= Bloc de texte =

━━━━━━━━━━━━━━━━━━━━

Micro-centrales,macro-dégâts
Micro-centrale, macro-dégâts ?
La production d'électricité qui recourt à l'énergie de l'eau (hydroélectricité) a longtemps été perçue comme écologique : énergie renouvelable, faible émission de CO2 à l'inverse des énergies fossiles, absence de déchets à l'inverse du nucléaire. Mais c'est sans prendre en compte ses impacts sur la nature et les milieux aquatiques.
Ils sont évidents s'agissant des grands barrages hydroélectriques : tronçonnage du cours d'eau, modification brutale des débits qui modifie profondément son régime naturel ; atteinte à la qualité de l'eau en raison de l'accumulation dans les retenues de sédiments pollués, de l'eutrophisation, des vidanges ; destruction des frayères, .atteintes à la libre circulation des poissons, les passes à poissons obligatoires ne sont trop souvent pas encore assez efficaces.
Mais qu'en est-il des micro-centrales ?
A priori on pourrait penser qu'elles posent moins de problèmes puisqu'il s'agit d'installation de moindre puissance (inférieure à 4500kW selon la loi , mais les promoteurs de la micro hydraulique vont jusqu’à 10000kW !. Il n'en n'est rien. La petite hydroélectricité entraîne des nuisances sur le milieu naturel plus ou moins importantes selon le fonctionnement adopté.
- Le fonctionnement « au fil de l'eau » sans retenue des débits entrants ne perturbe pas sensiblement le régime du cours d'eau à l'aval , l'eau est turbinée à mesure qu'elle s'écoule ; il n'y a pas de dérivation du cours d'eau. Mais il faut toujours un ouvrage de prise d’eau, habituellement un seuil, c’est-à-dire un barrage pour dériver l’eau vers le moteur hydraulique et maintenir le niveau.
- Il en est tout autrement du fonctionnement par « éclusées ». Les impacts générés par cette micro-hydraulique sont analogues à ceux générés par la grande hydraulique ; ce qui est petit dans cette micro-hydraulique ce sont les sites .Dans ce système l’installation est associée à une retenue d’eau (ce peut-être un étang ) qui joue le rôle de réservoir qui une fois plein est vidangé à un débit bien supérieur au débit naturel du cours d’eau. Cela . permet un fonctionnement optimum de la turbine pendant un temps limité (pour répondre aux pics de consommation). Système fréquent en moyenne montagne.

━━━━━━━━━━━━━━━━━━━━

= Données brutes =
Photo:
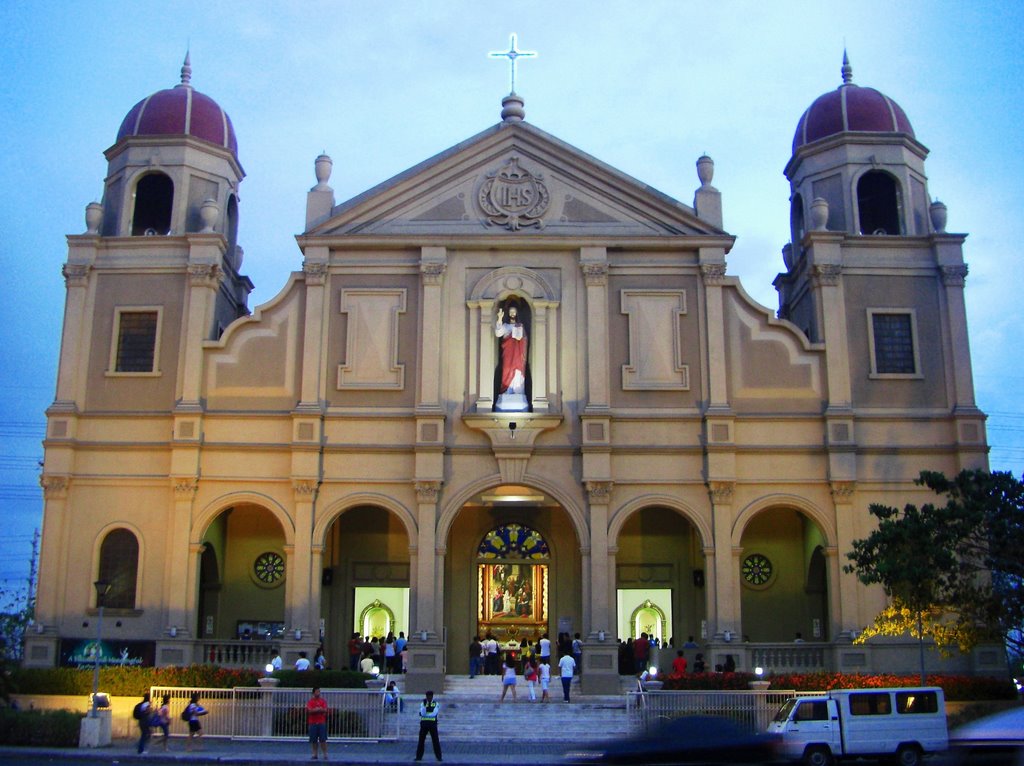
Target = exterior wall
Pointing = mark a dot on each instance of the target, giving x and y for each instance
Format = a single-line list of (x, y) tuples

━━━━━━━━━━━━━━━━━━━━

= Consigne =
Poursuivez, s'il vous plaît, le texte sur les micro-centrales hydroélectriques à la suite de sa dernière phrase.

= Réponse attendue =
Le milieu est alors soumis à d'importantes variations artificielles et brutales de débit entre la période de turbinage et la période de remplissage. L' effet chasse d'eau détruit la micro-faune et la flore et le frai, donc toute vie piscicole à l'aval de l'installation sur une distance qui peut être très importante. Le fonctionnement à l'éclusée en période d'étiage est un arrêt de mort pour la rivière (association T.O.S).
De plus pour augmenter la puissance des ouvrages on augmente la chute et pour se faire, à partir de la retenue une canalisation détourne l’eau du cours d’eau et le rejette plus bas à l’aval, au niveau de la turbine. La rivière est ainsi court-circuitée sur une distance qui peut atteindre plusieurs km.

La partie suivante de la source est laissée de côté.